**Problem to work on:** Recast every item below as a JSON list of strings, with one string for each line and blank lines omitted. Leave the pictures out of the answer.
────────────────────────────────────────
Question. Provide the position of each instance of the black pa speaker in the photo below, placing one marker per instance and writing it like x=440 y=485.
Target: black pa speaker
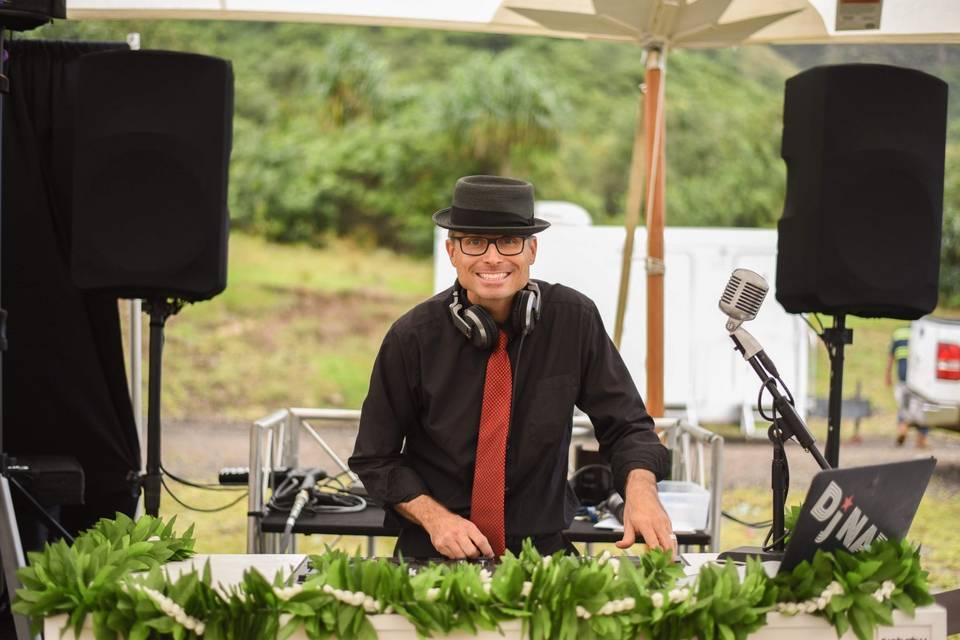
x=860 y=232
x=21 y=15
x=153 y=131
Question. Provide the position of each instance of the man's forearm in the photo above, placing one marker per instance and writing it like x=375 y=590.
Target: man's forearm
x=422 y=510
x=640 y=481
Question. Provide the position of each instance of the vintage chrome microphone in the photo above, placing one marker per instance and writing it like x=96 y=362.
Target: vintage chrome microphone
x=740 y=301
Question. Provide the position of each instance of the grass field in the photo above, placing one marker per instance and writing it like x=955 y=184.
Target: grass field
x=300 y=327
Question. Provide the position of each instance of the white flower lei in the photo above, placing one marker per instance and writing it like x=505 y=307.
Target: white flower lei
x=172 y=609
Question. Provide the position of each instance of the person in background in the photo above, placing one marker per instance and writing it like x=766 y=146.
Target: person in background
x=899 y=352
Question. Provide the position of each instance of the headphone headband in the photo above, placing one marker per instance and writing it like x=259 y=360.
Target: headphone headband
x=479 y=327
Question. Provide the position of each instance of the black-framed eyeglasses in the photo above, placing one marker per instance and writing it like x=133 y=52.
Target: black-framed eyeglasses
x=477 y=245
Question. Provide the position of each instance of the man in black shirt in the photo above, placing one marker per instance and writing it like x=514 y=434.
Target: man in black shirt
x=469 y=453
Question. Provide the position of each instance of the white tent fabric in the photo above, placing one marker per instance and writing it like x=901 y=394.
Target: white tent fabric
x=674 y=23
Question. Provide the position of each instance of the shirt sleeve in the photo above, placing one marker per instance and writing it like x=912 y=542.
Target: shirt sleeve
x=620 y=420
x=388 y=411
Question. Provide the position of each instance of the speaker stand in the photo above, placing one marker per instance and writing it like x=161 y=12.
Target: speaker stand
x=159 y=310
x=835 y=337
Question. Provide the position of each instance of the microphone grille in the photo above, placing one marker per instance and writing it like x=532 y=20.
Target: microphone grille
x=751 y=298
x=730 y=292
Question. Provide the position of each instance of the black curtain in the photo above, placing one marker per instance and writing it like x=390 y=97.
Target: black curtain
x=64 y=387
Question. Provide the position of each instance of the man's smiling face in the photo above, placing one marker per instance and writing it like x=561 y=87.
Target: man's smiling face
x=491 y=279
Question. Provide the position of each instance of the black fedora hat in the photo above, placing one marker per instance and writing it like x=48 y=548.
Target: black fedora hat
x=491 y=204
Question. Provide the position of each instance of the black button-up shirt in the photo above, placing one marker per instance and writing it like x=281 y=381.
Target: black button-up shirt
x=419 y=422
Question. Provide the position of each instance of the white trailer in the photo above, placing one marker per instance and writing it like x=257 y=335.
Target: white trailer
x=704 y=378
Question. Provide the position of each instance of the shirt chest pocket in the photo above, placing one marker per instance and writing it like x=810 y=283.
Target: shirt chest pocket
x=550 y=411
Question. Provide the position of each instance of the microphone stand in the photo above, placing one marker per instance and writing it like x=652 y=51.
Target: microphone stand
x=788 y=425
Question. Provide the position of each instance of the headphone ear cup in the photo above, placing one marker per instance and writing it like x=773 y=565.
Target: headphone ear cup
x=484 y=330
x=524 y=315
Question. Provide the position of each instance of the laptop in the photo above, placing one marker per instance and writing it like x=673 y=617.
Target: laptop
x=850 y=508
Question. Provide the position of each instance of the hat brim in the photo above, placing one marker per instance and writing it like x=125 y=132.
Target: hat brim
x=442 y=219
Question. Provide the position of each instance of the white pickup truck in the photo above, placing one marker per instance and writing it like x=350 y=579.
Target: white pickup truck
x=933 y=373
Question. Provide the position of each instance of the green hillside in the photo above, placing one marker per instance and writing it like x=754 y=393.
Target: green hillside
x=360 y=132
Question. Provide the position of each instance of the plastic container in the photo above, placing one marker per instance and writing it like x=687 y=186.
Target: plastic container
x=687 y=504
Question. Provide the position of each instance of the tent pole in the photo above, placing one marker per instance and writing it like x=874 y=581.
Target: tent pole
x=656 y=185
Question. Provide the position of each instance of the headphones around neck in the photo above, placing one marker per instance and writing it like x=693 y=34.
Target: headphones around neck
x=478 y=325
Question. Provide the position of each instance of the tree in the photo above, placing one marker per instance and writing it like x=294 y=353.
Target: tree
x=496 y=110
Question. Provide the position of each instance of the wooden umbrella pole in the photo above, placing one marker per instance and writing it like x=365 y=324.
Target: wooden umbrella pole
x=632 y=218
x=656 y=185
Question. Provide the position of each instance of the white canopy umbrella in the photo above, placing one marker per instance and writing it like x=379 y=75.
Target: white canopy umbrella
x=655 y=25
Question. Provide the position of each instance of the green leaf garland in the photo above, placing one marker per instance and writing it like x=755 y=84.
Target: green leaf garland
x=113 y=576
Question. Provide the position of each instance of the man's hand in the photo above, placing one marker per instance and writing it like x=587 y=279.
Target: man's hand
x=451 y=535
x=643 y=514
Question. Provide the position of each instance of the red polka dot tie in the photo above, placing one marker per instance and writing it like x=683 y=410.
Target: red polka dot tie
x=489 y=474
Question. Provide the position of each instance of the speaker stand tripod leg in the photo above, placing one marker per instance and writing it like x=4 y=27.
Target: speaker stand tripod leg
x=835 y=337
x=159 y=310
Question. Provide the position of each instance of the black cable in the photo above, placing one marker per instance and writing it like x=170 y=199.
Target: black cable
x=200 y=509
x=590 y=467
x=320 y=501
x=752 y=525
x=206 y=486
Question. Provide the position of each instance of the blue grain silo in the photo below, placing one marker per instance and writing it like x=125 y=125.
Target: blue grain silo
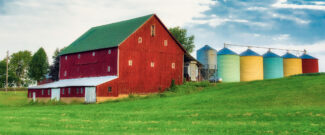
x=208 y=57
x=228 y=65
x=273 y=65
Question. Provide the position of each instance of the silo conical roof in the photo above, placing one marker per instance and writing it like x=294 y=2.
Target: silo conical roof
────────────────────────────────────────
**Output of the exercise:**
[
  "Question. Provide the position of each instance of the black pa speaker in the photo below, placing one marker per instance and writing it like x=440 y=485.",
  "Target: black pa speaker",
  "x=860 y=232",
  "x=21 y=15",
  "x=153 y=131",
  "Question. Provide the position of each instance of the man's forearm in the photo above, placing one marker per instance and writing it like x=375 y=590.",
  "Target: man's forearm",
  "x=422 y=510",
  "x=640 y=481",
  "Question. Provide the position of each instance of the vintage chrome microphone in the photo above, placing one marker per instance and writing it like x=96 y=362.",
  "Target: vintage chrome microphone",
  "x=740 y=301",
  "Question. Provide the position of each instance of the grass field in the photo above, placing one marker per instance and writing it like x=955 y=184.",
  "Target: grass field",
  "x=300 y=327",
  "Question. Provide the position of each instance of the white flower lei in the photo above, placing one marker per instance and writing it like x=505 y=307.",
  "Target: white flower lei",
  "x=172 y=609",
  "Question. Provide the position of each instance of the person in background in the photo above, placing one marker per instance and writing it like x=766 y=146.",
  "Target: person in background",
  "x=899 y=352",
  "Question. Provide the position of each instance of the headphone headband in the photo above, placing one marker per instance and writing it like x=259 y=360.",
  "Target: headphone headband",
  "x=479 y=327",
  "Question. Provide the position of each instance of the black-framed eyeglasses in the photo above, placing one marker per instance and writing it like x=133 y=52.",
  "Target: black-framed eyeglasses",
  "x=477 y=245",
  "Question. Provide the position of each instance of the man in black shirt in the photo above, placing one marker per instance and writing it like x=514 y=434.",
  "Target: man in black shirt",
  "x=469 y=453",
  "Question. Provide the position of each instance of the white tent fabric in the photo above, placing one marker per instance and writing it like x=901 y=394.",
  "Target: white tent fabric",
  "x=674 y=23",
  "Question. Provide the position of each instance of the shirt sleeve in the photo above, placing one marker per instance and writing it like x=912 y=542.",
  "Target: shirt sleeve",
  "x=620 y=420",
  "x=388 y=411",
  "Question. Provide the position of each instance of the speaker stand in the photo above, placing one marker per instance and writing it like x=161 y=12.",
  "Target: speaker stand",
  "x=159 y=310",
  "x=835 y=337",
  "Question. Provide the position of each instance of the microphone grille in the photo above, placing one marker per instance and writing it like x=532 y=20.",
  "Target: microphone grille",
  "x=751 y=298",
  "x=730 y=292",
  "Question. Provide the position of each instance of the black curtain in the photo above, placing one marker per instance and writing it like x=390 y=97.",
  "Target: black curtain",
  "x=64 y=387",
  "Question. Provide the position of each instance of the man's smiling face in the photo above, placing one marker per instance and writing it like x=561 y=87.",
  "Target: man's smiling face",
  "x=491 y=279",
  "Question. Provide the position of each instance of the black fedora hat in the photo above, placing one marker per instance and writing it like x=48 y=548.",
  "Target: black fedora hat",
  "x=491 y=204",
  "Question. Provide the position of each instance of the black button-up shirt in the photo above, placing one marker per instance and writing it like x=281 y=381.",
  "Target: black button-up shirt",
  "x=419 y=422",
  "Question. Provide the position of each instance of the white trailer in the photo above, placing one marker per instance and writing it like x=257 y=335.",
  "Target: white trailer",
  "x=704 y=378",
  "Question. Provide the position of each instance of the shirt chest pocket in the photo above, placing one marker per instance and writing it like x=810 y=283.",
  "Target: shirt chest pocket",
  "x=550 y=411",
  "Question. Provide the position of each instance of the microphone stand in the photo above, placing one marker per instance and writing it like x=652 y=51.",
  "Target: microphone stand",
  "x=788 y=425",
  "Question. Provide the position of each instance of the headphone ear cup in the photo above, placing one marker per instance and writing it like x=773 y=565.",
  "Target: headphone ear cup",
  "x=484 y=330",
  "x=524 y=315",
  "Question. Provide the position of each instance of the laptop in the photo above, placing one marker per instance and writing it like x=673 y=617.",
  "Target: laptop",
  "x=850 y=508",
  "Question. Provide the position of each instance of the hat brim in the photo above, placing one marker per instance and writing it like x=125 y=132.",
  "Target: hat brim",
  "x=442 y=219",
  "Question. Provide the position of each instance of the white pickup truck in the photo above, placing one marker per instance and writing it like x=350 y=579.",
  "Target: white pickup truck",
  "x=933 y=373",
  "Question. Provide the position of each instance of the green hillside in the photo above, placing one marker per instance and writing it like x=754 y=393.",
  "Target: green hillside",
  "x=360 y=132",
  "Question. Provide the position of each instance of the plastic container in the photo above, placing one marker per instance and writing it like x=687 y=186.",
  "Target: plastic container",
  "x=687 y=504",
  "Question. Provide the position of each instance of the tent pole in the photo above, placing one marker per instance and writing it like x=874 y=581.",
  "Target: tent pole",
  "x=656 y=185",
  "Question. Provide the position of each instance of the headphones around neck in the photo above, placing one marker per instance and writing it like x=693 y=34.",
  "Target: headphones around neck",
  "x=478 y=325",
  "Question. Provide the position of each instance of the tree in the photo above, placing one marker per instance and writing it like x=294 y=353.",
  "Target: tree",
  "x=496 y=110",
  "Question. Provide the position of each instance of the wooden umbrella pole in the photo above, placing one marker per instance and writing it like x=365 y=324.",
  "Target: wooden umbrella pole",
  "x=632 y=218",
  "x=656 y=185",
  "Question. Provide the position of each instance of the white canopy umbrella in the photo above, placing one marker per instance and writing it like x=379 y=75.",
  "Target: white canopy umbrella",
  "x=655 y=25",
  "Question. Provide the position of each instance of the green leaf garland in the photo above, placing one marker per instance and writing it like x=755 y=84.",
  "Target: green leaf garland",
  "x=113 y=576",
  "Question. Provide the position of each instance of the man's hand in the photo above, placing one marker per instance and writing it like x=587 y=279.",
  "Target: man's hand",
  "x=451 y=535",
  "x=643 y=514",
  "Question. Provide the position of each instance of the red polka dot tie in the photo above, placing one marker per instance and writing it like x=683 y=410.",
  "Target: red polka dot tie",
  "x=489 y=474",
  "Question. Provide the position of each instance of the speaker stand tripod leg in the photo above, placing one marker per instance and writing it like x=4 y=27.",
  "Target: speaker stand tripod leg",
  "x=835 y=337",
  "x=159 y=310",
  "Question. Provide the position of each instance of the black cable in the photo above, placing one marker per instance and writing it like x=170 y=199.",
  "Target: black cable",
  "x=200 y=509",
  "x=590 y=467",
  "x=320 y=501",
  "x=752 y=525",
  "x=206 y=486",
  "Question. Provide the position of each instance of the blue grain silo in the photo below, placing one marker per instance and writing it like x=125 y=125.",
  "Target: blue grain silo",
  "x=208 y=57",
  "x=228 y=65",
  "x=273 y=65",
  "Question. Provide the position of each instance of the silo conical roof in the photo above, placing one marker per instance and writing it like x=294 y=2.",
  "Target: silo conical roof"
]